**Task statement:**
Scan the material below for every line with the string "wall", and copy those lines.

= = = = =

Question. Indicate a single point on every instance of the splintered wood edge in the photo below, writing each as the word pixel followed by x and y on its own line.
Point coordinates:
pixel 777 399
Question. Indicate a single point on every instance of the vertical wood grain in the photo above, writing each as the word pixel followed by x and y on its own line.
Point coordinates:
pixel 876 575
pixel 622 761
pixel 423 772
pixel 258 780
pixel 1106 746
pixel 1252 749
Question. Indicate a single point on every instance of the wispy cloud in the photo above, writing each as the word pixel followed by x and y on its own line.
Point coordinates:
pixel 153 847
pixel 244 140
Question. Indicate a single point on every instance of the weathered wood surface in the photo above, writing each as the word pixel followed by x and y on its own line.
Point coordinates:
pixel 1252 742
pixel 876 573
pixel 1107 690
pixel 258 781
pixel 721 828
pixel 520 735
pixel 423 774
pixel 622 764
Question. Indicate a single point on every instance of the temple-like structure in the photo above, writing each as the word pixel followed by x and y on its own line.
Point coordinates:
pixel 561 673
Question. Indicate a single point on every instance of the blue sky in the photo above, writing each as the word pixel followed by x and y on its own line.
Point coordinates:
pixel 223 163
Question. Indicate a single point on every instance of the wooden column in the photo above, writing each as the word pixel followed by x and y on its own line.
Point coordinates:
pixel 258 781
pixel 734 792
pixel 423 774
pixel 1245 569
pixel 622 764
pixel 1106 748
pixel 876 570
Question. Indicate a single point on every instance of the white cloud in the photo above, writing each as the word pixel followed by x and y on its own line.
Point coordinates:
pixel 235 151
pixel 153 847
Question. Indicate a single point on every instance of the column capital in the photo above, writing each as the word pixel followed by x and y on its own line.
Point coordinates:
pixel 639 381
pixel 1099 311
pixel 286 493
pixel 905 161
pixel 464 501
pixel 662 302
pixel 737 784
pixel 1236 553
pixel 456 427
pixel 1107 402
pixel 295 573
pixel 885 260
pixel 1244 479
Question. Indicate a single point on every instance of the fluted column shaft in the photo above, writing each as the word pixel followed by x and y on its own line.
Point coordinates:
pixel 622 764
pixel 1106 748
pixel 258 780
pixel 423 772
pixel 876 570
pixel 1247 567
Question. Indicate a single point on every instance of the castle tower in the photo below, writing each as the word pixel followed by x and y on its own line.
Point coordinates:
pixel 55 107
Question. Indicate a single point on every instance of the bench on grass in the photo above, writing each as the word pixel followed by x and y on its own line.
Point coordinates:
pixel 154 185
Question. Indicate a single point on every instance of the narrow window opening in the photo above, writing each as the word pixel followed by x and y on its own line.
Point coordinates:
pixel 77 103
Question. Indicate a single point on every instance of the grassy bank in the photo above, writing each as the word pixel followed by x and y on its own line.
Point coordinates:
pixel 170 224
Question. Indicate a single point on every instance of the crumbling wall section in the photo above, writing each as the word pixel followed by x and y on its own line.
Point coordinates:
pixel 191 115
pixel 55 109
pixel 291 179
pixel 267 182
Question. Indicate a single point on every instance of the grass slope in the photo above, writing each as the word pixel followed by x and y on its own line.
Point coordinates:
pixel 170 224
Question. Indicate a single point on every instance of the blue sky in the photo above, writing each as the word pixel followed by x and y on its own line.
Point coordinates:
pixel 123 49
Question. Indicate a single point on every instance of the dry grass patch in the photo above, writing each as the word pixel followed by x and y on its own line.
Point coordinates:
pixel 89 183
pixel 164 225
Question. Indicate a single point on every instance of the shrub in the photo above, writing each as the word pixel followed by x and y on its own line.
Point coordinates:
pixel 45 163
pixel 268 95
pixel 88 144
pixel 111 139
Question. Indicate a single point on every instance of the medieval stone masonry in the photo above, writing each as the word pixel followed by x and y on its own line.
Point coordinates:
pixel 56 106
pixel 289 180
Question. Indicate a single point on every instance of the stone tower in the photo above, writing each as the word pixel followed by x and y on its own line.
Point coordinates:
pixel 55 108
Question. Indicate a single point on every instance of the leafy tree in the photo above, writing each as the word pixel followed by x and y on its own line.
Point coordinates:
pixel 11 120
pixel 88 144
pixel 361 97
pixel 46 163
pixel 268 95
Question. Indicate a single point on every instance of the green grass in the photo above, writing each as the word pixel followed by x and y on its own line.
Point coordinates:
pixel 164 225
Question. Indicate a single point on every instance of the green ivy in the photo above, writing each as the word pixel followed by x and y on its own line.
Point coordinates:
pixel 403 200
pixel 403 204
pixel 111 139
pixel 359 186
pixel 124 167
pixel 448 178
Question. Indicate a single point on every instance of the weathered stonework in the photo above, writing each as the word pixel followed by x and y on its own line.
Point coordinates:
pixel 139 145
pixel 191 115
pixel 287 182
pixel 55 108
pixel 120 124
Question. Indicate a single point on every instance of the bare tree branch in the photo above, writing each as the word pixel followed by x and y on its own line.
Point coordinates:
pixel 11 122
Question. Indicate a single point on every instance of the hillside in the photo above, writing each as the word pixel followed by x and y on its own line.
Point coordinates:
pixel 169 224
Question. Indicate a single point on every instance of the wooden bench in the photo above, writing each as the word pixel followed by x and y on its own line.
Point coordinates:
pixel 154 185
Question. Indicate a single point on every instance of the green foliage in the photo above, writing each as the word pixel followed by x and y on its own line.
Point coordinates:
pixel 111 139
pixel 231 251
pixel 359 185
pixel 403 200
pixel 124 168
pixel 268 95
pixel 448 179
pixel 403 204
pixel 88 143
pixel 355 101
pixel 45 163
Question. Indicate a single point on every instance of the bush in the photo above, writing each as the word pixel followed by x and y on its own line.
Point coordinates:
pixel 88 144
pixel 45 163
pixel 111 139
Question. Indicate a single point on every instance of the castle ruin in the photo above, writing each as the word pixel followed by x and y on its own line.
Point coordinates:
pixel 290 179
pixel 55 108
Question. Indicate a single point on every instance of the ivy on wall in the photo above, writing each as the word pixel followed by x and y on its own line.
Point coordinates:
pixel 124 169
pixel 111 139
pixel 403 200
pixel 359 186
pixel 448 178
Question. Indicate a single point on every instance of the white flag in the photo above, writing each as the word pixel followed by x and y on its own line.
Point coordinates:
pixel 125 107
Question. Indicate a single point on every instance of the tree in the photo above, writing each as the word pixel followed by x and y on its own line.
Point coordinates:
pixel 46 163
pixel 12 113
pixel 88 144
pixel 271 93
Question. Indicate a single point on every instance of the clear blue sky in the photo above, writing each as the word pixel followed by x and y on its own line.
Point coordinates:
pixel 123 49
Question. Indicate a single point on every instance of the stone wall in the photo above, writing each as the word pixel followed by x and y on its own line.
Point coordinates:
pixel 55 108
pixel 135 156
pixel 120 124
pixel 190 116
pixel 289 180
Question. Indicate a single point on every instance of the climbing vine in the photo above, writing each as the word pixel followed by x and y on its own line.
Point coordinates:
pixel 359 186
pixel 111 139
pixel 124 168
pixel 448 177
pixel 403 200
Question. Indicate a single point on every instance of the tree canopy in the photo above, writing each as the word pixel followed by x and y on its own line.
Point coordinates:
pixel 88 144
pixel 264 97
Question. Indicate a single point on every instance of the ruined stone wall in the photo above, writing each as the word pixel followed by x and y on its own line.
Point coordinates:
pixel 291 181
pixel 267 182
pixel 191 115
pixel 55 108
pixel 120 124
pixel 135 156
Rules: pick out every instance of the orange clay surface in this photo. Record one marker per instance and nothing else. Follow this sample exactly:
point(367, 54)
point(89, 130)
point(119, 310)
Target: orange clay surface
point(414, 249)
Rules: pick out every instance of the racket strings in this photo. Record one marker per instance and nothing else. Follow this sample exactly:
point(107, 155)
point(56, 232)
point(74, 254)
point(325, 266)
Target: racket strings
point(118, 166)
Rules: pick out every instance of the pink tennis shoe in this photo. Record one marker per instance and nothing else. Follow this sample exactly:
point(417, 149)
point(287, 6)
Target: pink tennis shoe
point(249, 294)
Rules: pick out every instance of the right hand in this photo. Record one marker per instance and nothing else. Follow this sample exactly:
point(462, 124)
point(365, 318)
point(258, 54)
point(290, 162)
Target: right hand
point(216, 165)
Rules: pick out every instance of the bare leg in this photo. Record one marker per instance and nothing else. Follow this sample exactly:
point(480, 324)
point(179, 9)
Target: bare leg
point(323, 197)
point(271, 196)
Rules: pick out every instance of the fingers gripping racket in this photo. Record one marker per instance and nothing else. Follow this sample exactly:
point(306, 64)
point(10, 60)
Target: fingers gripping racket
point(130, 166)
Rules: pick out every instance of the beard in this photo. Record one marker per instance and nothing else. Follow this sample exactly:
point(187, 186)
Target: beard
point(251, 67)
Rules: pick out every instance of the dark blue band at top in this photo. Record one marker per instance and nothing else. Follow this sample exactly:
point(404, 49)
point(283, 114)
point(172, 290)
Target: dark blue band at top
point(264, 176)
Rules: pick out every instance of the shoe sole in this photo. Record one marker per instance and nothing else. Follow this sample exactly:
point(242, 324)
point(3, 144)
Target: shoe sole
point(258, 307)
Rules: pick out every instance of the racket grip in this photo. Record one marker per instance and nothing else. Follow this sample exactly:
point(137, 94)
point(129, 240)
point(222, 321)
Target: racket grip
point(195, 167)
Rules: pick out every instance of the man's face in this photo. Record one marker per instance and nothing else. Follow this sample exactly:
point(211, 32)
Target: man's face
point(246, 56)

= = = = =

**Response area:**
Question. Indicate a single point on every instance of the crumbling wall section in the photo above, writing each as the word pixel followed by x and y on its own line.
Question. Indicate a single point on every instance of the ivy on wall in the photo above, writing each as the word pixel followed by x and y on its own line.
Question. Indicate a single point on every instance of the stone wall in the photo above, writing each as the word pixel followed by x and y on its own line.
Question. Indicate a single point on every instance of the ruined stone wall in the photo above, writing each as the word pixel followed by x and y on its own line.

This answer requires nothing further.